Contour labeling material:
--------
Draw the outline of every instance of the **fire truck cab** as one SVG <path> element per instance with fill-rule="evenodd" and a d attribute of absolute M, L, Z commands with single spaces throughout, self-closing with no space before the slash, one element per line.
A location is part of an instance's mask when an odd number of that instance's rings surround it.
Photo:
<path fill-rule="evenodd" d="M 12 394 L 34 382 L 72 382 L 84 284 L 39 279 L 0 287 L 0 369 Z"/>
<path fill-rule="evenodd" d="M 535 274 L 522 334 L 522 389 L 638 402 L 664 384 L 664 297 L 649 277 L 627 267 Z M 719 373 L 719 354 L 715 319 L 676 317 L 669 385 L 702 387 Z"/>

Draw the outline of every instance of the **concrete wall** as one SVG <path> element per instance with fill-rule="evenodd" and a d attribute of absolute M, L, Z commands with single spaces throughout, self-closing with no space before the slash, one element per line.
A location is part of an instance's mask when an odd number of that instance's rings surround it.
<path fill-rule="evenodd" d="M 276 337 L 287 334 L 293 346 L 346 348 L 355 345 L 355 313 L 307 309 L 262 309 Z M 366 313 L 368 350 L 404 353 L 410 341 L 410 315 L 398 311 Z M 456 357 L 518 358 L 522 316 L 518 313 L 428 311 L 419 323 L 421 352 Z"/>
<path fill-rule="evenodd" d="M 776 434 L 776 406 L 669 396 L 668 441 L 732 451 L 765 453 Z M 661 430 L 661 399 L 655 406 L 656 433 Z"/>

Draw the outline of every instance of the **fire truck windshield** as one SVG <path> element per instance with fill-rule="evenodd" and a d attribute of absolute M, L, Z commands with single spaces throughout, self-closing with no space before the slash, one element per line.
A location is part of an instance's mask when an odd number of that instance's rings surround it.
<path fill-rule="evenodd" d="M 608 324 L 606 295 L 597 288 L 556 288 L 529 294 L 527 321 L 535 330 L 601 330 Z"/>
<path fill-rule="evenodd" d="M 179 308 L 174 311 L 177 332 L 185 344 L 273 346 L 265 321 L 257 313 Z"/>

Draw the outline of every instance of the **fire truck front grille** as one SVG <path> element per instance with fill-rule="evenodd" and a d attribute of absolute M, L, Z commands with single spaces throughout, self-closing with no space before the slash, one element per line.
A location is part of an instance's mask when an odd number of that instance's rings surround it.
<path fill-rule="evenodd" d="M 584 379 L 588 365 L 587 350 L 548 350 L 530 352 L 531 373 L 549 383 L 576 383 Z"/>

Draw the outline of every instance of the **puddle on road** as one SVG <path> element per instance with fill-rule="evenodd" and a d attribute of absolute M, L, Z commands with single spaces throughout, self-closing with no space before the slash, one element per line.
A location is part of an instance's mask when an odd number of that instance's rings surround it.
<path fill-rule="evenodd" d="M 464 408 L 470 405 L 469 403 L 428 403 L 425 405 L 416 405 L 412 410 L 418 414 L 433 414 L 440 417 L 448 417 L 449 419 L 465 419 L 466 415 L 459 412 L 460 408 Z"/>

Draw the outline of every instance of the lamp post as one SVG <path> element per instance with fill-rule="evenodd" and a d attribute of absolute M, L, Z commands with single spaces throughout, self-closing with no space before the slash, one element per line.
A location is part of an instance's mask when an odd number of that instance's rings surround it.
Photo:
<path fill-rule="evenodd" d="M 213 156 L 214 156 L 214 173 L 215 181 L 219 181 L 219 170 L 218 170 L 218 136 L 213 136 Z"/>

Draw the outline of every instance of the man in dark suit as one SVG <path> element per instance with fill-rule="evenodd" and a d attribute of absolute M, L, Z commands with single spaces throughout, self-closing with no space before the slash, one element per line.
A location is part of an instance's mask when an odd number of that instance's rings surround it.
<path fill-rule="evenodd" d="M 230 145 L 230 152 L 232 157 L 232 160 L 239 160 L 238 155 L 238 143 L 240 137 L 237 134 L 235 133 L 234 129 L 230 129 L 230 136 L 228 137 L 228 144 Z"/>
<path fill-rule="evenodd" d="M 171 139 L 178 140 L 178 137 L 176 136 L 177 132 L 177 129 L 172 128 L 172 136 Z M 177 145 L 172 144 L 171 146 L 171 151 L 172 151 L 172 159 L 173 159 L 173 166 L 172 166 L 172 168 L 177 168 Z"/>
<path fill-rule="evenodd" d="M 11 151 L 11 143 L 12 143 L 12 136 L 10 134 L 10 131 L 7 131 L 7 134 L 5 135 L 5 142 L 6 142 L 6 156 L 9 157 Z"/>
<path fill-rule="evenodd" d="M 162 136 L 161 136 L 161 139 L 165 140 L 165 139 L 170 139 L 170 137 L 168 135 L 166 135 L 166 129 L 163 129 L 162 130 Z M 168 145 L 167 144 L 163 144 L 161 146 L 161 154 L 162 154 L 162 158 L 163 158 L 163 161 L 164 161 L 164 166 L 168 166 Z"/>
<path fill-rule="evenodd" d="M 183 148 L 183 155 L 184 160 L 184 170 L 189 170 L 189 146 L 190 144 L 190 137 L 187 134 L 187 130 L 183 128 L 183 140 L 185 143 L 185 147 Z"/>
--------
-- Description of the task --
Could you arrange the material as a Markdown table with columns Row and Content, starting at the beginning of the material and ending at the line that contains "179 308 L 174", both included, leaving out blank lines?

-- Exercise answer --
| Row | Content |
|---|---|
| 1 | Draw the outline of every instance of the **fire truck cab** as one SVG <path> element per instance with fill-rule="evenodd" and a d attribute of absolute M, L, Z commands with single spaces throughout, self-closing with no space before the slash, one element per line. |
| 2 | A location is part of an instance's mask when an odd number of that instance's rings surround it. |
| 3 | Photo: |
| 4 | <path fill-rule="evenodd" d="M 12 394 L 34 382 L 72 382 L 84 284 L 39 279 L 0 287 L 0 369 Z"/> |
| 5 | <path fill-rule="evenodd" d="M 535 274 L 522 334 L 522 389 L 638 402 L 664 384 L 664 297 L 649 277 L 627 267 Z M 719 373 L 719 354 L 715 319 L 676 317 L 669 385 L 702 387 Z"/> |
| 6 | Draw the outline of every instance of the **concrete wall** as one SVG <path> element per instance with fill-rule="evenodd" and a d attribute of absolute M, L, Z commands with single spaces throughout, self-closing with no space before the slash, one element per line. |
| 7 | A location is part of an instance's mask when an odd number of that instance's rings surround it. |
| 8 | <path fill-rule="evenodd" d="M 276 337 L 287 334 L 293 346 L 346 348 L 355 345 L 355 313 L 307 309 L 262 309 Z M 366 313 L 368 350 L 404 353 L 410 341 L 410 315 L 398 311 Z M 456 357 L 518 358 L 522 316 L 518 313 L 428 311 L 419 323 L 421 352 Z"/> |
| 9 | <path fill-rule="evenodd" d="M 776 434 L 776 406 L 669 396 L 668 441 L 732 451 L 765 453 Z M 661 430 L 661 399 L 655 406 L 656 433 Z"/> |
| 10 | Draw the outline of every instance of the **fire truck windshield** as one SVG <path> element per instance with fill-rule="evenodd" and a d attribute of absolute M, L, Z commands with single spaces throughout, self-closing with no space before the slash, one element per line. |
| 11 | A location is part of an instance's mask when an odd number of that instance's rings surround it. |
| 12 | <path fill-rule="evenodd" d="M 608 324 L 606 295 L 597 288 L 556 288 L 529 294 L 527 321 L 535 330 L 601 330 Z"/> |
| 13 | <path fill-rule="evenodd" d="M 179 308 L 174 311 L 177 332 L 185 344 L 273 346 L 265 321 L 257 313 Z"/> |